ESTRATTO DEL DOCUMENTO
»»

Infatti anche l’immagine di Dio è stata distorta per essere adeguata al modello patriarcale dominante in ambito giudeocristiano costruito su un androcentrismo radicale. Ed è importante che tre dei sei saggi che compongono il libro siano curati da studiosi uomini (maschi), perché che le donne propongano una nuova visione dei testi biblici dovrebbe, essendo parte in causa, rientrare nell’ordine naturale di una corretta ermeneutica ed esegesi. Per quanto questa “coscientizzazione” femminile non sia stato un percorso scontato, bensì faticoso verso una concreta emancipazione segnata da una legittima “disobbedienza”. Ma è proprio da parte maschile che deve giungere una messa in discussione di quei cardini culturali e valoriali che hanno fondato una società, e la sua conseguente visione del mondo, da cui dipenda una umanizzazione di se stessi che conduca alla decostruzione del “maschile universale” entro cui l’immagine di Dio per secoli è stata fatta rientrare.

««

RIGHE FORNITE
»»

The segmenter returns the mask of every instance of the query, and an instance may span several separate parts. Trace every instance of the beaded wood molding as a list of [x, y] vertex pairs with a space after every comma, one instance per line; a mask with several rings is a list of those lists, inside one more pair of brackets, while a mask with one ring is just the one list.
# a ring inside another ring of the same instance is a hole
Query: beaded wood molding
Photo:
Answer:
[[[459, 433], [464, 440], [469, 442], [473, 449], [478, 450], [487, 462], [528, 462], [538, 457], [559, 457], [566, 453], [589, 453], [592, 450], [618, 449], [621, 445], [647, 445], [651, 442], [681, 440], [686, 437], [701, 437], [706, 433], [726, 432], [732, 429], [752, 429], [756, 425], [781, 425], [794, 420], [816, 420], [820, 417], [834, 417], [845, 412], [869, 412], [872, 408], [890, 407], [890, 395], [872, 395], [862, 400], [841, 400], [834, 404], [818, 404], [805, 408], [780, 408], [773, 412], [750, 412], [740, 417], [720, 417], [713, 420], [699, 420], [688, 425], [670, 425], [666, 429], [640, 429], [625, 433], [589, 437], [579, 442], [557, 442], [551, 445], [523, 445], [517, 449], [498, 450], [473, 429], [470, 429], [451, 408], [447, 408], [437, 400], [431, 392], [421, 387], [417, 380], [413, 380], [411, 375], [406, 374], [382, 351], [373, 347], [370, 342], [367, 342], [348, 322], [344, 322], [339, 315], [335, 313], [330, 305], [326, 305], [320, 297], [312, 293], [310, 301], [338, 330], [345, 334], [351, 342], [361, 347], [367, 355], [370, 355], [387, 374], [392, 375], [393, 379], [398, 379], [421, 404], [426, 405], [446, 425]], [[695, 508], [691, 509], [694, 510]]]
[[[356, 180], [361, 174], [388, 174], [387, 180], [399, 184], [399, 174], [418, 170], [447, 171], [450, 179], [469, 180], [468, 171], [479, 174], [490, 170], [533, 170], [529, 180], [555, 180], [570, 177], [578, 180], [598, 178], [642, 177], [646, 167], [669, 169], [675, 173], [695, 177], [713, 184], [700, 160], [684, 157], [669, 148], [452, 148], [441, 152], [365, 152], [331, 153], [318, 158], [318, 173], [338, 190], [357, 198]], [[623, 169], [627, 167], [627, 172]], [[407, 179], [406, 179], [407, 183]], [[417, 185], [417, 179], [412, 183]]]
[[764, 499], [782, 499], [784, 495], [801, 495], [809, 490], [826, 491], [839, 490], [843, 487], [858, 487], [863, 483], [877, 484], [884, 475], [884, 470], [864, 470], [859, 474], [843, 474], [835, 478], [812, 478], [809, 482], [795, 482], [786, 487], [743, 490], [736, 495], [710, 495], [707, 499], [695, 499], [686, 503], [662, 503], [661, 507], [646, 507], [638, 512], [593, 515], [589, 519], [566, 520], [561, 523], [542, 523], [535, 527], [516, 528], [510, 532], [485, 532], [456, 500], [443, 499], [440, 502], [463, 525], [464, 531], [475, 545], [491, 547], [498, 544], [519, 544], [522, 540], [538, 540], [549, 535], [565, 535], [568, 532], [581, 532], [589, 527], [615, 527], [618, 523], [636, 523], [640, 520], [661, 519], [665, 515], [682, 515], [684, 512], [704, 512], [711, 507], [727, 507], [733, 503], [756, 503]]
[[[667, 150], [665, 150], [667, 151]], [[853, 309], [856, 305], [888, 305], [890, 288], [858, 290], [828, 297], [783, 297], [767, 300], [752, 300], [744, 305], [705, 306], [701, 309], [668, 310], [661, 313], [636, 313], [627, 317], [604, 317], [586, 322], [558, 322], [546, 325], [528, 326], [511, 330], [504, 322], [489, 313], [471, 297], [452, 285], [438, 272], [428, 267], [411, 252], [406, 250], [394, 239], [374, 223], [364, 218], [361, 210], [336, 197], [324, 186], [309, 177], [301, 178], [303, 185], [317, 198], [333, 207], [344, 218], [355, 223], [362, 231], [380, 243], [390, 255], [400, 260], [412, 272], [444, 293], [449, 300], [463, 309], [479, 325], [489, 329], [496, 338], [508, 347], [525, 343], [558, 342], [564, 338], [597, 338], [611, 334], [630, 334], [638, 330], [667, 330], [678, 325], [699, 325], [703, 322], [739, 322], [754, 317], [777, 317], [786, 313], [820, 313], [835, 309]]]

««

ESERCIZIO
Scrivi il seguito del brano sull'immagine di Dio e sul modello patriarcale, riprendendo subito dopo l'ultima frase riportata.

RISULTATO DELL'ESERCIZIO
Tutti i saggi presenti convergono verso una lettura più “scientifica” e aliena da stereotipi il cui altro merito è di offrire un orizzonte trasversale: sono infatti presenti contributi provenienti dal cristianesimo della Riforma (Lidia Maggi, Letizia Tomassone, Paolo Ricca), dal cristianesimo cattolico (Paola Cavallari, Lilia Sebastiani, Carlo Bolpin) e dalla tradizione ebraica (Giampaolo Anderlini, Brunetto Salvarani, studiosi comunque non ebrei). Il risultato è un quadro in cui libertà e uguaglianza sono le parole fondanti di una nuova visione della relazione uomo-donna che riporta all’indispensabilità l’uno dell’altra affinché sia data e realizzata una piena umanità. Una relazione che non appiattisce i due protagonisti, ma che ne valorizza le diversità non tuttavia in quell’ottica di complementarietà troppo spesso esaltante il presunto “genio femminile”, madre e moglie, angelo del focolare domestico che ha permesso di giustificare ulteriormente il modello patriarcale androcentrico.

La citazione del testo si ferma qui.